◆ **Trecho fornecido**

________________________

Na ação penal os réus responderão por suposta prática dos crimes de organização criminosa armada, tentativa de abolição violenta do Estado Democrático de Direito, golpe de Estado, dano qualificado pela violência e grave ameaça contra o patrimônio da União.
Todos estes crimes e a duração de suas respectivas penas de reclusão, que podem chegar até 26 anos de reclusão, estão previstos na Lei 14197, a Lei Bolsonaro, e em artigos do Código Penal modificados por esta lei, que o ex-presidente fez aprovar a partir de projeto de lei petista e sancionou em 1 de setembro de 2021.
Com instauração da ação penal, inicia-se uma série de trâmites e audiências. Na primeira etapa, que é a da instrução, serão ouvidas as testemunhas de acusação e de defesa, além dos depoimentos dos próprios acusados e as alegações finais do Ministério Público.
Os advogados poderão indicar testemunhas e pedir a produção de novas provas para comprovar as teses de defesa. Com o fim da instrução do processo, o julgamento será marcado, e os ministros deverão votar pela condenação ou absolvição dos réus, e em seguida, vão estipular as penas de forma individualizada.

________________________

◆ **Entradas fornecidas**
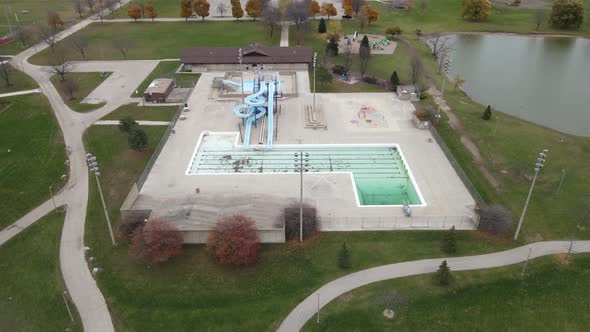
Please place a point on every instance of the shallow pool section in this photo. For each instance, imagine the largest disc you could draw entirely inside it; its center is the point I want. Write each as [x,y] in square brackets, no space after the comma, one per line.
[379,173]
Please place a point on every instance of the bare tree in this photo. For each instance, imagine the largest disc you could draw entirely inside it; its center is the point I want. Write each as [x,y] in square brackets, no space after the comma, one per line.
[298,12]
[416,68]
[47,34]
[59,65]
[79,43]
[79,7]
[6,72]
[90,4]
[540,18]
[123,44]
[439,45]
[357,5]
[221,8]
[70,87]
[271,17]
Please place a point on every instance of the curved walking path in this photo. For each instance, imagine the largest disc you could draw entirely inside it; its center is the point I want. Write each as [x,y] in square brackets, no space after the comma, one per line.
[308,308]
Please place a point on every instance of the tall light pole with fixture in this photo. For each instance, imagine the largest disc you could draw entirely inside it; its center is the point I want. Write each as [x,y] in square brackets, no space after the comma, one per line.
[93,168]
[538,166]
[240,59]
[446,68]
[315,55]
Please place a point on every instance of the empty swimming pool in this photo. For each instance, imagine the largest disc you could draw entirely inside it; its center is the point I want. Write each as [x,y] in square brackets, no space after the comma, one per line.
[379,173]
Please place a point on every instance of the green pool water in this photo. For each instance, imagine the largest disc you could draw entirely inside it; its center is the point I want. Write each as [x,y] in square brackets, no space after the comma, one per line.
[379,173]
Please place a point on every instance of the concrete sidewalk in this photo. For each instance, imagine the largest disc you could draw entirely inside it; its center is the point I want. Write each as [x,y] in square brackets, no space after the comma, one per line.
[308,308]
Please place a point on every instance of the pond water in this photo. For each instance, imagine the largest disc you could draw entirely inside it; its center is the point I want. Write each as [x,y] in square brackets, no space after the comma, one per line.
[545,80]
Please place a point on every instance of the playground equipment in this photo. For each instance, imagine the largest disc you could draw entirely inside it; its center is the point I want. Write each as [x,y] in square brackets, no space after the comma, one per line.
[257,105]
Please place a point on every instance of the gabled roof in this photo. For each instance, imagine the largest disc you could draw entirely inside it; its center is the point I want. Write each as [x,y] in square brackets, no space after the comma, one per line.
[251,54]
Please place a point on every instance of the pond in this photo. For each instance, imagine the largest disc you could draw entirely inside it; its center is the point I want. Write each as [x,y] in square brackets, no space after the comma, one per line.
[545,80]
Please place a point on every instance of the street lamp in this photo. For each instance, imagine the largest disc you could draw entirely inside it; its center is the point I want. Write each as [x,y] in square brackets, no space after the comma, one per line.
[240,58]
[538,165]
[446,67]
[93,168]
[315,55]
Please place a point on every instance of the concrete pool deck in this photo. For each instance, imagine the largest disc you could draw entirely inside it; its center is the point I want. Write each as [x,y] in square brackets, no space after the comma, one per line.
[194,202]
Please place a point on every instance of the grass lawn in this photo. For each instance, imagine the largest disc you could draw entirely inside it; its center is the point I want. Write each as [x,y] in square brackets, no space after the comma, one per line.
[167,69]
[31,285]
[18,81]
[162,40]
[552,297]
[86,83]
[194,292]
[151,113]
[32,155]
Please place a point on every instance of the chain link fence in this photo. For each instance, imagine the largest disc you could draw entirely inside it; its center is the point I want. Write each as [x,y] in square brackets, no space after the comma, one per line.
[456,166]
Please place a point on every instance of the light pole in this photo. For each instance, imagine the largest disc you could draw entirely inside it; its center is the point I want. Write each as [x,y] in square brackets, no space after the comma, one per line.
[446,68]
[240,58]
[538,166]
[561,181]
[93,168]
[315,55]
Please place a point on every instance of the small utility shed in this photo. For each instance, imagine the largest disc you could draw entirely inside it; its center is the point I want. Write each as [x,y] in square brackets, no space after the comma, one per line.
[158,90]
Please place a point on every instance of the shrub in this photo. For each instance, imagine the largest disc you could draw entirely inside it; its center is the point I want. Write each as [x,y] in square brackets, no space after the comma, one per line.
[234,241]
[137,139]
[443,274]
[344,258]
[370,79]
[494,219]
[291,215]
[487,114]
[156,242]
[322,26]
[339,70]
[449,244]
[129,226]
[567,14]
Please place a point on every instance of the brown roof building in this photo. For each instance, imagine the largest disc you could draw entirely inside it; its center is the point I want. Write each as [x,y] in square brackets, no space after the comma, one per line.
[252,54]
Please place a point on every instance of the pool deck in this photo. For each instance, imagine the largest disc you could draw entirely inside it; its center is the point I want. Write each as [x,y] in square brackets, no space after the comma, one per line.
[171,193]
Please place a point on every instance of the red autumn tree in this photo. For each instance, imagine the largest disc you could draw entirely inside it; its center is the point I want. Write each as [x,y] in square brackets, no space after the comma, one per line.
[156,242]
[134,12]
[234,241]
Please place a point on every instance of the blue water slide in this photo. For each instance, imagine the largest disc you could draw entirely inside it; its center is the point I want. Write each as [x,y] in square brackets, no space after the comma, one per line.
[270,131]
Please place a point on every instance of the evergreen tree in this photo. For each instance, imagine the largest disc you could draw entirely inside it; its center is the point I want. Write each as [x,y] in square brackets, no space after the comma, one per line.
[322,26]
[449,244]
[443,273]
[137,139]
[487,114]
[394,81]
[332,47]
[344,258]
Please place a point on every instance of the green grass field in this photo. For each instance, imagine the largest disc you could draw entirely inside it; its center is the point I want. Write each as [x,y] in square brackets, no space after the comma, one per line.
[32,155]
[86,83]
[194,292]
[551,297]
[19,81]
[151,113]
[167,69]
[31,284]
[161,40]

________________________

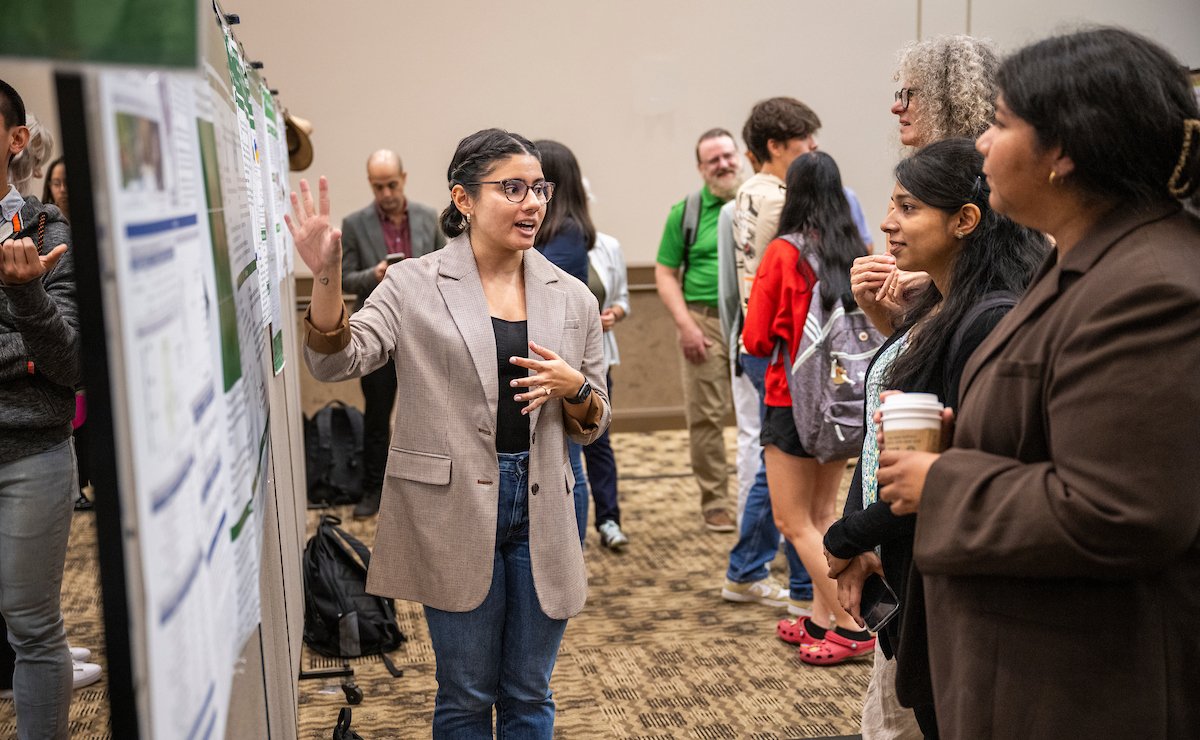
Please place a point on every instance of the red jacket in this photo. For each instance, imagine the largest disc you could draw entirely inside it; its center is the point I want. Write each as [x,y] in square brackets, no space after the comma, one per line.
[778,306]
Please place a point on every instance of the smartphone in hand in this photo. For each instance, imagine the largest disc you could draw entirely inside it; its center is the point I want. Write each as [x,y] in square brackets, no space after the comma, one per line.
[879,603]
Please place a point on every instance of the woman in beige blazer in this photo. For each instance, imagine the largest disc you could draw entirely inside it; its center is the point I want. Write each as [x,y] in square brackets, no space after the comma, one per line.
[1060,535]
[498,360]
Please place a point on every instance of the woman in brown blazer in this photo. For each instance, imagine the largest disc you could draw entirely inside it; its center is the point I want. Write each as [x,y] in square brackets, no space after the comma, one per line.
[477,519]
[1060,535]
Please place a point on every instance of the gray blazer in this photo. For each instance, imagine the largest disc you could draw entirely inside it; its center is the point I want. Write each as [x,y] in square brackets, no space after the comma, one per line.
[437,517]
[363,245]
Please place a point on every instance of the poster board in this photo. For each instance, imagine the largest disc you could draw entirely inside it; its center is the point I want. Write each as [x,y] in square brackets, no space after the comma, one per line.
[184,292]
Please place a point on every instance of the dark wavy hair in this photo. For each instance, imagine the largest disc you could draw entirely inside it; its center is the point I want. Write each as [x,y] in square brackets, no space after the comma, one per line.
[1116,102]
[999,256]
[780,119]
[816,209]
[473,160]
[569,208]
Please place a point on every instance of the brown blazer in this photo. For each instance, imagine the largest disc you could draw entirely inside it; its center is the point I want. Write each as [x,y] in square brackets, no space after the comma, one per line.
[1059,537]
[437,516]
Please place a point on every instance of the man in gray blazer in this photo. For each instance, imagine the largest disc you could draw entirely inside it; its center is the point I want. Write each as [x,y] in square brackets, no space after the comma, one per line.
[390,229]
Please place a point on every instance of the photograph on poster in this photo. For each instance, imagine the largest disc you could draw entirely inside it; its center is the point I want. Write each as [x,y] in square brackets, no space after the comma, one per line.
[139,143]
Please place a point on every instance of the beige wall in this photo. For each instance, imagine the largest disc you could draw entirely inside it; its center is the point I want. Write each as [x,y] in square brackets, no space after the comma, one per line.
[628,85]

________________________

◆ **Tarefas**
1) Responda com base no trecho sobre a ação penal, usando as mesmas letras nas respostas:
(a) Até quantos anos de reclusão as penas podem chegar?
(b) Em que data a Lei 14197 foi sancionada?
(c) O que os ministros farão depois de votar pela condenação ou absolvição dos réus?
2) Prossiga o trecho sobre a ação penal a partir de onde ele termina.
As entradas foram tiradas de outra fonte.

◆ **Respostas**
1)
(a) Até 26 anos de reclusão.
(b) Em 1 de setembro de 2021.
(c) Vão estipular as penas de forma individualizada.

2)
Não há data definida para o julgamento, que depende do andamento da instrução processual. Até ao final do julgamento, os réus devem responder ao processo em liberdade, mas ficam impedidos de sair do território nacional.
Conforme entendimento já firmado pelo Supremo Tribunal Federal, qualquer prisão para cumprimento de pena só deve ocorrer após o trânsito em julgado da ação penal. Isto é, quando não for mais possível apresentar nenhum recurso contra eventual condenação.
Com a aceitação da denúncia da Procuradoria-Geral da República, tornaram-se réus os seguintes políticos, militares e figuras públicas:
• Jair Bolsonaro, ex-presidente da República
• Alexandre Ramagem, deputado federal e ex-diretor-geral da Abin
• Almir Garnier, ex-comandante da Marinha do Brasil
• Anderson Torres, ex-ministro da Justiça e ex-secretário de Segurança Pública do Distrito Federal
• Augusto Heleno, general da reserva e ex-ministro do Gabinete de Segurança Institucional (GSI)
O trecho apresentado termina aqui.